= Short task =
Please output only the lines that run from the line containing "Guideline: one keypoint for each instance of the dark" through the end of the material below, exactly.

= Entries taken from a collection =
* * *
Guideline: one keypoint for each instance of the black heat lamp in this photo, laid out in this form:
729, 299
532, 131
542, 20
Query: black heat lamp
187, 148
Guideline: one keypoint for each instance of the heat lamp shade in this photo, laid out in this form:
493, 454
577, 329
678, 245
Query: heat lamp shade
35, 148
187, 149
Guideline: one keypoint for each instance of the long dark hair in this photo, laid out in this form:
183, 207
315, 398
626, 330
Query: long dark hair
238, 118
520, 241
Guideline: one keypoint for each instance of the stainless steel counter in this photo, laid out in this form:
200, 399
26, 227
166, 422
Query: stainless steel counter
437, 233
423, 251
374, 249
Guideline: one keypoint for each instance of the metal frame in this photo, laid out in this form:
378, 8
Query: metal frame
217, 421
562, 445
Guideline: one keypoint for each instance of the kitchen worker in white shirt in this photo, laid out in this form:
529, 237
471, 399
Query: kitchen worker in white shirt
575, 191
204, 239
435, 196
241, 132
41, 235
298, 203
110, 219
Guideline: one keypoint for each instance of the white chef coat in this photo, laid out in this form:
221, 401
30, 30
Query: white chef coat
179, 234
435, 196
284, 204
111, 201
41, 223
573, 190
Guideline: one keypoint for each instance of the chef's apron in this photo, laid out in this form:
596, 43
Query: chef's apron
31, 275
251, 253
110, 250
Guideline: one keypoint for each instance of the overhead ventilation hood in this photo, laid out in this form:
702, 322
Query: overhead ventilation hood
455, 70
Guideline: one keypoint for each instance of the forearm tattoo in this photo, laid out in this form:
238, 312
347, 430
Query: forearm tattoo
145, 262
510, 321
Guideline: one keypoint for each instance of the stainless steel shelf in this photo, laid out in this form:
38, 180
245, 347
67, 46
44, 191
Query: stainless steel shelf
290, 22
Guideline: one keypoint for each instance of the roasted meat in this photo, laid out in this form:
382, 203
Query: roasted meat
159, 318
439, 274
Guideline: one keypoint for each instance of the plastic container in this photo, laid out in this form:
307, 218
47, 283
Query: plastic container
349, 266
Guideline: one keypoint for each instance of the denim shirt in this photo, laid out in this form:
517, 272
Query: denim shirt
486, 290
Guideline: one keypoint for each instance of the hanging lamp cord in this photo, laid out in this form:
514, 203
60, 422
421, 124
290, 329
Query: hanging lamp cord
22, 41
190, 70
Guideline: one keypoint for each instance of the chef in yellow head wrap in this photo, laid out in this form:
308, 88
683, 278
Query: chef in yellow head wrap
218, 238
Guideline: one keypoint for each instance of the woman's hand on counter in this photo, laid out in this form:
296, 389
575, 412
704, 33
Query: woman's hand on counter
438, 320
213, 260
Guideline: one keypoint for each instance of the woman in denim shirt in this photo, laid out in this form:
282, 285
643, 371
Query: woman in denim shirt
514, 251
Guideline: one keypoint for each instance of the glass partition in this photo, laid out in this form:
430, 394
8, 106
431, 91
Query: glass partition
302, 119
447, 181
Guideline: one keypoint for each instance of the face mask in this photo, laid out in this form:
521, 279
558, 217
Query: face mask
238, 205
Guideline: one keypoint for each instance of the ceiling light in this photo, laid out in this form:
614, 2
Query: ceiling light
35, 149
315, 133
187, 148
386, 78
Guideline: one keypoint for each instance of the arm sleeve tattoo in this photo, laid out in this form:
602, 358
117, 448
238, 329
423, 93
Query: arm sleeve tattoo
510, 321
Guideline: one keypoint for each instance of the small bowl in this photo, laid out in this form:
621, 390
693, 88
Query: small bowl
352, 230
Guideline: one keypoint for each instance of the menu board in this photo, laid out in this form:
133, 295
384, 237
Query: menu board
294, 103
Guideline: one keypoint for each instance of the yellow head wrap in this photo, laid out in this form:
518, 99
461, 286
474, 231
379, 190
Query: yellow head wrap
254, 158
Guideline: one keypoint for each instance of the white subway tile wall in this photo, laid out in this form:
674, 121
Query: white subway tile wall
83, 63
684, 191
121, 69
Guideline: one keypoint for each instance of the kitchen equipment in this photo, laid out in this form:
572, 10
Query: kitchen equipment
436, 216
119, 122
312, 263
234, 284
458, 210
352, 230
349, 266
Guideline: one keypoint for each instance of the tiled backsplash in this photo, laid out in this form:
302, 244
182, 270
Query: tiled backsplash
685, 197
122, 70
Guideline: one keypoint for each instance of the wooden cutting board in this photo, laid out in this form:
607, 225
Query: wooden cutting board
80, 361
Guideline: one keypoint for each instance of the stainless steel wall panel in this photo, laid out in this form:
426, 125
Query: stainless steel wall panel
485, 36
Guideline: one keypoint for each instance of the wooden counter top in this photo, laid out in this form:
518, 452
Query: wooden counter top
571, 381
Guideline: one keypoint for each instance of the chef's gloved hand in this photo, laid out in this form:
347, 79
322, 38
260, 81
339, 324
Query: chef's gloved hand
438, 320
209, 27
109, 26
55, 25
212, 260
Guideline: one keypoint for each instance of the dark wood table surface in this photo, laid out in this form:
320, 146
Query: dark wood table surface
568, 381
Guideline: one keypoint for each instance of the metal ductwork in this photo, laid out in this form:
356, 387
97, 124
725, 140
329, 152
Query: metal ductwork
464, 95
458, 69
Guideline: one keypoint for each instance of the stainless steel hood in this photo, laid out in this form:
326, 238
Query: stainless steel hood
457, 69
* * *
= Answer in full =
Guideline: one keypoint for each instance of the dark wood table surface in this photo, laid out in this form:
320, 146
Query: dark wood table surface
568, 381
Guideline: one keypoint for each instance of the metal ductwork in this photo, laid out in this form:
356, 387
97, 124
725, 140
329, 152
Query: metal ductwork
464, 95
458, 69
Guideline: one keypoint for each instance of the stainless steel hood in this photo, laid out in this form:
326, 238
Query: stainless steel hood
457, 69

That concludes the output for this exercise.